Pick out every line in the material below that contains the string "ceiling" and copy each one. Case counts.

[Point-based annotation data]
******
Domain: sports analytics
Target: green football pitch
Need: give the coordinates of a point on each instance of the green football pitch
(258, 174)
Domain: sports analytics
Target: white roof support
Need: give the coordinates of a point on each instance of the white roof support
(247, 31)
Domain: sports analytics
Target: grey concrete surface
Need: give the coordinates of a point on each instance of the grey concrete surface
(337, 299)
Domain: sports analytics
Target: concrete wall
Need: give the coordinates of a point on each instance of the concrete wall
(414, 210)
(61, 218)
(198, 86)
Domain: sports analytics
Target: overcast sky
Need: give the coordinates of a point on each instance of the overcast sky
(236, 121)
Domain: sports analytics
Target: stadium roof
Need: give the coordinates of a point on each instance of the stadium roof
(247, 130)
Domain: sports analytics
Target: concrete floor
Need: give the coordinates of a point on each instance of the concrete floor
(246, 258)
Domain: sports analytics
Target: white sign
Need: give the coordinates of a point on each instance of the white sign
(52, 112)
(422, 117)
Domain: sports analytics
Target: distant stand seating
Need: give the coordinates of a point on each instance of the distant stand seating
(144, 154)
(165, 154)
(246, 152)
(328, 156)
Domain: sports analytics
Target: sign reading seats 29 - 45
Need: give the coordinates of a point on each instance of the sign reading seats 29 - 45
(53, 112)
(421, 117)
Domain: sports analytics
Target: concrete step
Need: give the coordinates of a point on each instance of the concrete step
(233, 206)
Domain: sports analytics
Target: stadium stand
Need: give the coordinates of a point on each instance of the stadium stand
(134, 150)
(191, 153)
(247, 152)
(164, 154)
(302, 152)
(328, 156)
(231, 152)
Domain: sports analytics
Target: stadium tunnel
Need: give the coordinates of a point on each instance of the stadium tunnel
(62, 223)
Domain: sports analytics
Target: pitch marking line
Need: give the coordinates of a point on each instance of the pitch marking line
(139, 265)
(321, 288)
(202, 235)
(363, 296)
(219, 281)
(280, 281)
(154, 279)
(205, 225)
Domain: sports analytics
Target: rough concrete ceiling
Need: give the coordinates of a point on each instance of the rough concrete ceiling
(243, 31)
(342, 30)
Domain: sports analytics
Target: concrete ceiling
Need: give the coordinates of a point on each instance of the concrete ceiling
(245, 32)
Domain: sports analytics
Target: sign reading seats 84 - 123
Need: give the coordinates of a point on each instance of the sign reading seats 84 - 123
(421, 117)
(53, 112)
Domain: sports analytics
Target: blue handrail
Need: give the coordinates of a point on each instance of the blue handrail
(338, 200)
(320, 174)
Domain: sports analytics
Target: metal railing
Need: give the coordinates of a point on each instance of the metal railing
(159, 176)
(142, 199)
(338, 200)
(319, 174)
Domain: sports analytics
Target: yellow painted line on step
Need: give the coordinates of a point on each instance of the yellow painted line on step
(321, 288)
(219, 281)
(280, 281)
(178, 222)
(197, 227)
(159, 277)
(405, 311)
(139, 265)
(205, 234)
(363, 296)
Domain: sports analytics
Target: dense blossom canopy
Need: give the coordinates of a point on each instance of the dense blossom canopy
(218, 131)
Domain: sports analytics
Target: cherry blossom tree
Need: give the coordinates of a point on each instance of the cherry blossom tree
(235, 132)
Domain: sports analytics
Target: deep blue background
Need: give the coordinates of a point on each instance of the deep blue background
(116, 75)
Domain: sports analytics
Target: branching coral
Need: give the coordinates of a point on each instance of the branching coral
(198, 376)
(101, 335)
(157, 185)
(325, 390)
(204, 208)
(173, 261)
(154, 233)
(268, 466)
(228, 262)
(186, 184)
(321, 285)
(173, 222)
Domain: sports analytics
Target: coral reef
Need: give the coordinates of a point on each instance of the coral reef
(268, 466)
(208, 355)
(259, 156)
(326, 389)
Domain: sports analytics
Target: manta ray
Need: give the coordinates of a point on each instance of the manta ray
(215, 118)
******
Written answer -
Target: rough concrete ceiling
Need: give the coordinates of a point on each instance of the rough concrete ceiling
Target: concrete ceiling
Need: give the coordinates of a point on each instance of the concrete ceiling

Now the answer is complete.